(THE INPUT Opens)

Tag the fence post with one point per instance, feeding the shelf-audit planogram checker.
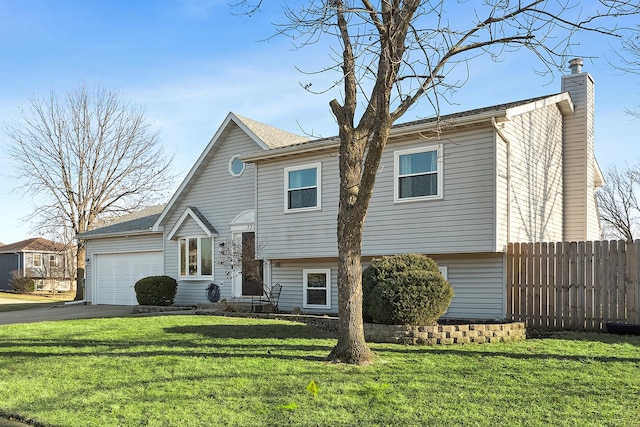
(544, 282)
(589, 314)
(510, 285)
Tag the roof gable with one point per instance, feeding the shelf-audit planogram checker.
(36, 244)
(504, 111)
(266, 137)
(134, 223)
(193, 213)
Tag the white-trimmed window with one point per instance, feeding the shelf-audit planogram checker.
(236, 165)
(418, 174)
(302, 187)
(195, 256)
(316, 285)
(53, 261)
(37, 260)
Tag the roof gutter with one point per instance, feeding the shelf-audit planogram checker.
(396, 131)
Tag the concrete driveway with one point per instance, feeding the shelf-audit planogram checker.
(64, 312)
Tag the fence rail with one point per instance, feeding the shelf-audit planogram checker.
(573, 285)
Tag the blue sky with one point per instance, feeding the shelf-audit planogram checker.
(190, 62)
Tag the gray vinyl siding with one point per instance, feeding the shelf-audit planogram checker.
(478, 283)
(220, 197)
(112, 245)
(580, 212)
(536, 176)
(462, 220)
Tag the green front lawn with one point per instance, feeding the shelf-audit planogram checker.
(212, 371)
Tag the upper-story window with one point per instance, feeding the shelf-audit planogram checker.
(302, 187)
(236, 166)
(418, 174)
(37, 260)
(195, 256)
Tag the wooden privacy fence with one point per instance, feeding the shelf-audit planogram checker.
(573, 285)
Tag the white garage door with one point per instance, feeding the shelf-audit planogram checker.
(116, 274)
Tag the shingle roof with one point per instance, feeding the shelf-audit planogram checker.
(139, 221)
(444, 118)
(273, 137)
(36, 244)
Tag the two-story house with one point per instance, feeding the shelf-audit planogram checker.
(457, 188)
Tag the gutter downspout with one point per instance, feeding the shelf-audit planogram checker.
(507, 142)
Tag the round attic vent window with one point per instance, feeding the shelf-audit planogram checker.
(236, 166)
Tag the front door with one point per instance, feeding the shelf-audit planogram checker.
(251, 267)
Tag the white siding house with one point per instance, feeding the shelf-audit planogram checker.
(522, 171)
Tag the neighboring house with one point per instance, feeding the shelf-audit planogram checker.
(41, 259)
(457, 189)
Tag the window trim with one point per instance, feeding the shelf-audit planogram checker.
(233, 159)
(318, 187)
(439, 173)
(305, 273)
(53, 260)
(40, 260)
(198, 276)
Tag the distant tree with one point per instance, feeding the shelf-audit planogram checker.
(390, 54)
(618, 203)
(628, 60)
(85, 156)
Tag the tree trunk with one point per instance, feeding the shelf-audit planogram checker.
(80, 264)
(351, 347)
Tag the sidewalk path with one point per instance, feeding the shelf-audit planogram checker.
(64, 312)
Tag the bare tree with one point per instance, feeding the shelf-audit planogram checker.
(85, 156)
(618, 203)
(390, 54)
(627, 59)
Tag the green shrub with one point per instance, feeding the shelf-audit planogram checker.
(404, 289)
(156, 290)
(21, 284)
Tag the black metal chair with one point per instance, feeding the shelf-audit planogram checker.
(274, 296)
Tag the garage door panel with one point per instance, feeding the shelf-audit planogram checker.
(116, 275)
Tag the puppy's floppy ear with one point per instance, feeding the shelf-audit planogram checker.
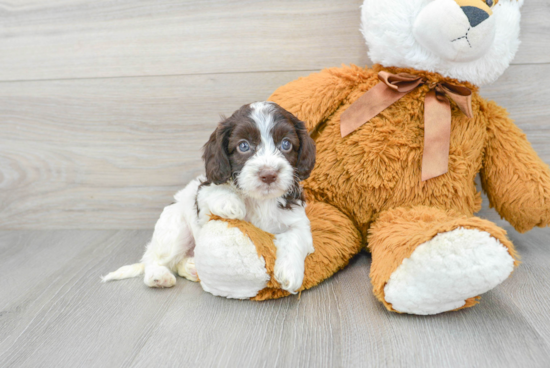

(THE INPUT Closes)

WHAT YOU SHOULD DO: Please retype every entry above exactly, leaving out any picture.

RESPONSE AREA:
Tag the fence post with one point per instance, feeding the shelf-audit planogram checker.
(544, 282)
(589, 314)
(510, 285)
Tag the roof gable with one point per instance, feeding the shelf-audit planogram checker.
(36, 244)
(504, 111)
(266, 137)
(134, 223)
(193, 213)
Tag the white-trimmed window with one point per instance, feeding the shelf-audit planogram checker.
(236, 165)
(418, 174)
(302, 187)
(195, 256)
(316, 285)
(53, 261)
(37, 260)
Tag the roof gutter with one point per instance, feeding the shelf-audit planogram checker.
(396, 131)
Tag the concrete driveway with one point per instance, feeding the shelf-audit planogram checker.
(64, 312)
Tag the fence rail with one point per instance, feeding the shelf-audit planogram checker.
(573, 285)
Tag the blue sky with one point per instance, feeding the shelf-audit planogram checker.
(190, 62)
Tag the gray vinyl siding with one point per instance, feeding the shelf-audit planogram checker.
(478, 283)
(220, 197)
(112, 245)
(580, 212)
(536, 176)
(462, 220)
Tag the green front lawn with one point per instance, feeding the shelf-audit planogram checker.
(212, 371)
Tag the upper-story window with one point per instance, feeding the shelf-audit planogram checker.
(302, 187)
(236, 166)
(418, 174)
(37, 260)
(195, 256)
Tag the wooden privacy fence with one point per instance, feeding the shelf-audit planogram checker.
(573, 285)
Tag the white garage door with one point per instance, feeding the shelf-audit planogram checker.
(116, 274)
Tag the shingle roof with one point per instance, feeding the shelf-audit planogram checker.
(139, 221)
(444, 118)
(273, 137)
(36, 244)
Tag the two-story house with one point per instance, feeding the shelf-audit planogram checker.
(457, 188)
Tag the gutter downspout with one point per instance, feeding the shelf-audit planogram checker.
(507, 142)
Tag the round attic vent window with one point per instance, feeding the shelf-audit planogram checker.
(236, 166)
Tag the front door with one point per instance, feeding the shelf-audit planogram checker.
(251, 267)
Tag the white siding house with one point per instance, feeding the shelf-audit planogram checker.
(522, 171)
Tag the neighboring house with one point per instance, feeding the shelf-audit planogram checker.
(41, 259)
(457, 189)
Tag the window trim with one point per instance, feeding the shelf-audit planogram checker.
(233, 159)
(318, 187)
(439, 173)
(305, 273)
(53, 260)
(40, 260)
(198, 276)
Tag the distant tree with one point per instance, feeding the shelf-audit planogram checker.
(390, 54)
(618, 203)
(628, 60)
(85, 156)
Tag the tree trunk with one point per instance, feeding the shelf-audit planogram checker.
(80, 264)
(351, 347)
Tag the sidewalk path with one point per instance, feeding the shelf-audit planogram checker.
(64, 312)
Tag the bare tree with one point per instance, feeding the shelf-audit planogram checker.
(85, 156)
(618, 203)
(390, 54)
(627, 59)
Tag the green shrub with one point per instance, feeding the shelf-audit planogram checker.
(404, 289)
(156, 290)
(21, 284)
Tag the black metal chair with one point per instance, feeding the shelf-audit planogram checker.
(274, 296)
Tag the garage door panel with one point per instance, feeding the shelf-audit planogram checker.
(116, 275)
Tag the puppy's floppy ear with one point per instance, feeding the shelf-audit planogram checker.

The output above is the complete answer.